● Work instruction 1: From the damages evidence, repeat word for word the part starting with "Evidence concerning damages" and going on through "a tennis scholarship.".
● Work instruction 2: According to the damages evidence, through which company did the plaintiff trade?
● Work instruction 3: Translate this sentence from the damages evidence into Spanish: "The plaintiff was in good health prior to the accident."

● Provided passage:

-- -- --

Evidence concerning damages

  1. The plaintiff was born in 1958 and is now 52 years of age. He left school with his School Certificate at the age of 16. He and his wife were married in 1984. They have one daughter who is aged 23 and currently studying in the United States of America with the benefit of a tennis scholarship.

  1. The plaintiff was in good health prior to the accident. He used to play tennis and helped train his daughter. He was a talented snooker player, competing at national level. He also enjoyed fishing and golf.

  1. Upon leaving school, the plaintiff completed an apprenticeship as a fitter and turner at the Port Kembla steel works. He then worked in video stores for 3 or 4 years before entering the building industry in the early 1980's. Although he did not engage in any formal training, he acquired skills, including in computer aided design. His work in the 27 or 28 years before the accident involved him in providing clients with designs for small construction projects. He prepared costings and quotations for the construction of patios, atriums, conservatories and the like.

  1. The plaintiff traded through a company called Albion Way Pty Limited. The work was subcontracted by Sales Galore Pty Limited. His role was described as involving design, costings, estimation, sales and marketing.

  1. At the time of the accident, there was a proposal to expand the scope of work that was undertaken from "light weight construction" to "full construction", meaning domestic building work in the nature of building whole rooms and whole floor extensions. This was an initiative proposed by the plaintiff. He was to have performed the same role as he had previously, that is the preparation of designs, costings and quotations, but he has not been able to do so because of the effects of his injuries. Another man, Mr Alessio Sidoni, was engaged to perform what was to have been the plaintiff's role.

  1. Some time after the accident, a position was found for the plaintiff with Sales Galore Pty Limited which is, essentially, office work. It is not a full-time role but allows him to work at his own pace, taking breaks when required, and mostly from home. Mr Campbell SC, without being disrespectful, likened it to "working in (a) sheltered workshop provided to him by the good graces of Mr Capenecas" (14.4.11 at T25.22). The plaintiff said that his income had been reduced significantly, but that he does not have the training, skills and experience to do anything else. He also said that he is not one to "sit around doing nothing" and would work until at least the age of 67. Mr Capenecas confirmed there was no other work available that was suitable to the plaintiff's current abilities. Initially the salary paid was $500 per week which in about mid-2010 was increased to $750 per week.

-- -- --

● Material supplied:

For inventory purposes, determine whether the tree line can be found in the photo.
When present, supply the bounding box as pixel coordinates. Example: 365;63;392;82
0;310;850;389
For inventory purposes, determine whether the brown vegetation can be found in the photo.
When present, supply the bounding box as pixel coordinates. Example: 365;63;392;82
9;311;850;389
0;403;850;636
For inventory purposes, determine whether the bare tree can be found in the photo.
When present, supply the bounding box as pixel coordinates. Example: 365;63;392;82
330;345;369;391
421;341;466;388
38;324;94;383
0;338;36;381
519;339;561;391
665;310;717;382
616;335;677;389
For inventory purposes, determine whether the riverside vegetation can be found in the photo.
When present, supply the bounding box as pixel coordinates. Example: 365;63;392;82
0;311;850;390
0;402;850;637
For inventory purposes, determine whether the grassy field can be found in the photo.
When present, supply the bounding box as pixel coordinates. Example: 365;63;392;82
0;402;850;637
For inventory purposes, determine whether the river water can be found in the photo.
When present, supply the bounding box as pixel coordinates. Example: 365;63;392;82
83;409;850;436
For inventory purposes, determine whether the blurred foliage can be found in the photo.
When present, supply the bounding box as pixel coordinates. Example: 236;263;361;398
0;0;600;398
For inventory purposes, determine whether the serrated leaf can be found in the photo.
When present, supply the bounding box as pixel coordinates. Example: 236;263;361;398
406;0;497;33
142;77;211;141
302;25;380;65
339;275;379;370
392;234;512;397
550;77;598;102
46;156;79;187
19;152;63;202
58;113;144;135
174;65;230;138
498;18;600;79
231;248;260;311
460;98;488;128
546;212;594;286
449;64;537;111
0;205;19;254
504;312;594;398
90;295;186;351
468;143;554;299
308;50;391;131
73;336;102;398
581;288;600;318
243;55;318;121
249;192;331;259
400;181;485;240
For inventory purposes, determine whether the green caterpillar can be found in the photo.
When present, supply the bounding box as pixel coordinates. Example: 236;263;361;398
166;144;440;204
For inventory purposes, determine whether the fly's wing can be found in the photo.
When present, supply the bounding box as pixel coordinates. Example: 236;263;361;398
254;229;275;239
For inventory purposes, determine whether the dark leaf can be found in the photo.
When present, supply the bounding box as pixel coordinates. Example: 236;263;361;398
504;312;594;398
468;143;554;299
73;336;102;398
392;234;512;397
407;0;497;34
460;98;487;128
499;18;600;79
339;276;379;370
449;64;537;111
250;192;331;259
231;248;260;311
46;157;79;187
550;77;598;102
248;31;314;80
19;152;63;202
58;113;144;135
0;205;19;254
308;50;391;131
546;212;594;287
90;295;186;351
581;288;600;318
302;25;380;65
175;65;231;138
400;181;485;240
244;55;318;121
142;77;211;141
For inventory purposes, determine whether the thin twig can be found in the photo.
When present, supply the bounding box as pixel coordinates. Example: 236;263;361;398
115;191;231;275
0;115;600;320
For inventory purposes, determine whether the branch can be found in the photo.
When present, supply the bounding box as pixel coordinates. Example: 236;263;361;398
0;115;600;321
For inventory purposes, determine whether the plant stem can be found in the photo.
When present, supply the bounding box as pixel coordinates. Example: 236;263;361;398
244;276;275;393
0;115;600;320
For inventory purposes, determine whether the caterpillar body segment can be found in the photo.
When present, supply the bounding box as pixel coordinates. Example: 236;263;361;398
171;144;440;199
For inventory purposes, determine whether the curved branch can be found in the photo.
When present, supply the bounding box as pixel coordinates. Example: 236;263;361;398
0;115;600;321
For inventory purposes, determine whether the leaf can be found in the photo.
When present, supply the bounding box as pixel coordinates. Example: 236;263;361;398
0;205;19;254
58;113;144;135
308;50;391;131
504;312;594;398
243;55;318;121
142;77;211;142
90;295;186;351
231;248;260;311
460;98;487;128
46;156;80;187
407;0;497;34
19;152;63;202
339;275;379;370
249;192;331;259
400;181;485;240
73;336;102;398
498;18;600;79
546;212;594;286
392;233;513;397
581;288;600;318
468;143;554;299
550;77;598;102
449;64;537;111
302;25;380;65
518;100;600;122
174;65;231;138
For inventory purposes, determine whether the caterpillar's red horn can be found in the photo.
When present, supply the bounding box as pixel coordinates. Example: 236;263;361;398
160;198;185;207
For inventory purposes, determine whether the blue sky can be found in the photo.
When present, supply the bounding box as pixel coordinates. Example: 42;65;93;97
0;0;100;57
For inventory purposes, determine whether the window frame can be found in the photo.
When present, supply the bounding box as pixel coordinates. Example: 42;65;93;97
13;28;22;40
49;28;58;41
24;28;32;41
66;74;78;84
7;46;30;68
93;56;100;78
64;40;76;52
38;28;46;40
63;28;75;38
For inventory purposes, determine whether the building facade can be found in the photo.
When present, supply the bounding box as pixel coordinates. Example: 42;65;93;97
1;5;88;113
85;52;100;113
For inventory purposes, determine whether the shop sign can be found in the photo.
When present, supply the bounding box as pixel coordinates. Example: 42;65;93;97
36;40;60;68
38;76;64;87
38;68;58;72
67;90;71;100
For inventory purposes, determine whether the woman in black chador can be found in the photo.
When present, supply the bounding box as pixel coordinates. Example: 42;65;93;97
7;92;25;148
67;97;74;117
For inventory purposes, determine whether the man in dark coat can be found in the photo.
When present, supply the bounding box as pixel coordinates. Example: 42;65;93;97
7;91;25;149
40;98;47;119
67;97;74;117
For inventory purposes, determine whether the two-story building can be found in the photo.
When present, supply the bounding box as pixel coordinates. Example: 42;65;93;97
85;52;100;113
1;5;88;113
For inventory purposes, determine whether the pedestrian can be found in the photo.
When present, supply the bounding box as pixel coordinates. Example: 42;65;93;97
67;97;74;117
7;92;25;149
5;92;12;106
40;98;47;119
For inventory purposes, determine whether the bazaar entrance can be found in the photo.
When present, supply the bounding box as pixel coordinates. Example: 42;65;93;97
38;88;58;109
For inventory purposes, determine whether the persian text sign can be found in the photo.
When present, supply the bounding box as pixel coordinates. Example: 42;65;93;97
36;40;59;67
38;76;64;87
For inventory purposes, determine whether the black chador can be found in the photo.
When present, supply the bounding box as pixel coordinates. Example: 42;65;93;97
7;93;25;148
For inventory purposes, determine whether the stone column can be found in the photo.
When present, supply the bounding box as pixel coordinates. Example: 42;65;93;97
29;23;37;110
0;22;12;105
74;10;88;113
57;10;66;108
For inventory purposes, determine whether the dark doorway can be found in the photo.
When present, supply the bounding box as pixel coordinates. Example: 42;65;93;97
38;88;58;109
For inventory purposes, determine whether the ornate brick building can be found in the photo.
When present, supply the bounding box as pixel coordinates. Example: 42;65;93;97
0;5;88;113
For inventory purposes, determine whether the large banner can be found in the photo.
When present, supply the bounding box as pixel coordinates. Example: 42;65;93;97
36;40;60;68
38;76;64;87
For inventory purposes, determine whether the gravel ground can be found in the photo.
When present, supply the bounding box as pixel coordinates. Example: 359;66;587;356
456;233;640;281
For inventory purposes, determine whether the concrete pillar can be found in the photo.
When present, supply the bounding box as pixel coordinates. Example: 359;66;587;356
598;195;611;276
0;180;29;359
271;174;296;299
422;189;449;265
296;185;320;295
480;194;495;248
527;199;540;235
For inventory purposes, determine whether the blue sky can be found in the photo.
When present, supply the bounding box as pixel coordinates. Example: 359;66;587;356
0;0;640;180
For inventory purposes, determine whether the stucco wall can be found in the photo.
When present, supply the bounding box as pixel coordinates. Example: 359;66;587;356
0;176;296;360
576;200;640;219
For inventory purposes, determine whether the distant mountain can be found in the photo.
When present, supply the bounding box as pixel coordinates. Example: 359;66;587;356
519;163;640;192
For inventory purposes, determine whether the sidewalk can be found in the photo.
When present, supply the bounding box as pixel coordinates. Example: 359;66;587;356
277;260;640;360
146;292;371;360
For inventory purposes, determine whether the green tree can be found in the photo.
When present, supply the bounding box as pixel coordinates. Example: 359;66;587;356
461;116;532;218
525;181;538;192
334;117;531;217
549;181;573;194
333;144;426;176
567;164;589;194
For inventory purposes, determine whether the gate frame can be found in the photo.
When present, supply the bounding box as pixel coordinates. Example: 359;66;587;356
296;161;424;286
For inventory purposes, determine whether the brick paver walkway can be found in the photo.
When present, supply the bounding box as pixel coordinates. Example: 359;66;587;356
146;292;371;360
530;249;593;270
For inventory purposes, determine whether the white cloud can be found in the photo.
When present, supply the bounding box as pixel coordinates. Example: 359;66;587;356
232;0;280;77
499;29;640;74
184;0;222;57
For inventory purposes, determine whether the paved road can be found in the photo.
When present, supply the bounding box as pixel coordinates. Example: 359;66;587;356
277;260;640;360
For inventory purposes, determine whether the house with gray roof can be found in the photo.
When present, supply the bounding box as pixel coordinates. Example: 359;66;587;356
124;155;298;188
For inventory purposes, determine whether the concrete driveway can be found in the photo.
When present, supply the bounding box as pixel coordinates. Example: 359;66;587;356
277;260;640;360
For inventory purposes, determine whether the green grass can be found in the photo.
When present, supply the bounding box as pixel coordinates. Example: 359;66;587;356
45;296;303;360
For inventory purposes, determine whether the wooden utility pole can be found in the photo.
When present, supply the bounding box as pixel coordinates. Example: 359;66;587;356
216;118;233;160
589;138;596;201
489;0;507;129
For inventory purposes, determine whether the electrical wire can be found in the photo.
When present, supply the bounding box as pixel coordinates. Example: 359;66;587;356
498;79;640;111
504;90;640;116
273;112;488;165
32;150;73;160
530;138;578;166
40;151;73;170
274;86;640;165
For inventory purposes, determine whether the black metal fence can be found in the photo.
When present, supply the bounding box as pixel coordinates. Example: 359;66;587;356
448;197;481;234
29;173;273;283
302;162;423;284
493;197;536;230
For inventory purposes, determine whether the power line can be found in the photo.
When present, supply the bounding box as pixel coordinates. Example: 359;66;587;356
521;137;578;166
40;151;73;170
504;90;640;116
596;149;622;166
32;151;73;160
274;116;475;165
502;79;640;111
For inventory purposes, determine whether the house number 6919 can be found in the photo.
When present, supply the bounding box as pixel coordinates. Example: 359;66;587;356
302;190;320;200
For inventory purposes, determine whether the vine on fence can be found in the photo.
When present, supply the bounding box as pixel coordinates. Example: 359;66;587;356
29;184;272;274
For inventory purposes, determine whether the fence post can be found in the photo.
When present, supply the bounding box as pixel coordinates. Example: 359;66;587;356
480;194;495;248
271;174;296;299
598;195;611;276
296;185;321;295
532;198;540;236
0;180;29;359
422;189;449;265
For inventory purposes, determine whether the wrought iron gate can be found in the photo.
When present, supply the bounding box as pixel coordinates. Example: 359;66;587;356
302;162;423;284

-- -- --

● Result 1:
Evidence concerning damages

  1. The plaintiff was born in 1958 and is now 52 years of age. He left school with his School Certificate at the age of 16. He and his wife were married in 1984. They have one daughter who is aged 23 and currently studying in the United States of America with the benefit of a tennis scholarship.

● Result 2: Albion Way Pty Limited.

● Result 3: El demandante gozaba de buena salud antes del accidente.